**SELECTED EXCERPT:**
____

Now that the formalities are out of the way, I thought I’d share my thoughts as one who represents many subcontractors and general contractors on the topic of good relationships meaning good business. I am always a bit surprised at the failure of either side of the GC/Sub dynamic to act in a businesslike manner.

Remember, the General Contractor and the subs are in the boat together in many ways. They both have a job to do and, ultimately, an owner at the top of the payment food chain that is looking to get a project done on time. Ultimately, they both have an architect/engineer representing the owner that may or may not be up on the job (sorry Melissa) and may not be trained in project management. If the general and its subs aren’t “playing well in the sandbox” together, the relationships up and down the project chain get all out of whack and cause delays in completion and importantly in payment.

Another phenomenon that happens more frequently than I would like is the general contractor “burning” good subcontractors in an area through making payment (particularly final payment) difficult to receive. While this type of activity occurs on what I am sure is the minority of projects (and fully acknowledging that my practice makes me think that Murphy was an optimist) I am always flabbergasted by this sort of treatment given to a subcontractor that should be helping pull the boat.

While it is obvious that subs need to play nice with GC’s because they have the money, it may seem less obvious how the above can hurt a general contractor. The short answer (and don’t worry I won’t be going into the long one) is that burning good subs eventually means that good subs won’t work with you. Subs talk to each other. Your reputation will precede you. Eventually the economy will improve and you won’t be the only game in town. Not to mention that such actions are the stuff of which claims are made.

____

**MATERIAL PROVIDED:**
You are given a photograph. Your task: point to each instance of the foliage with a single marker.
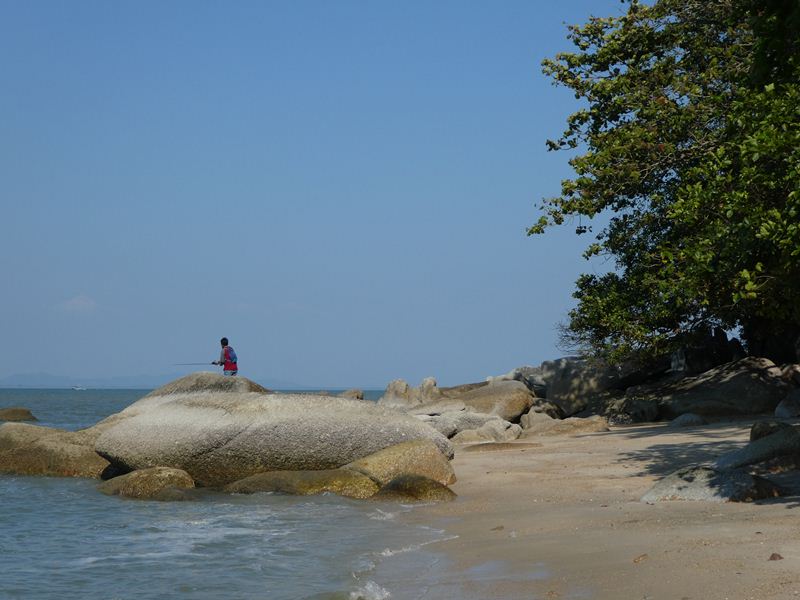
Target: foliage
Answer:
(690, 141)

____

**TASK:**
Answer these questions from the text on contractor relationships.
1. Who is at the top of the payment food chain?
2. Which payment does the writer single out as particularly difficult for subcontractors to receive?
3. According to the writer, what does burning good subs eventually mean for a general contractor?
Answer using only the text on contractor relationships.

**RIGHT ANSWER:**
1. An owner who is looking to get a project done on time.
2. Final payment.
3. Good subs won't work with that general contractor.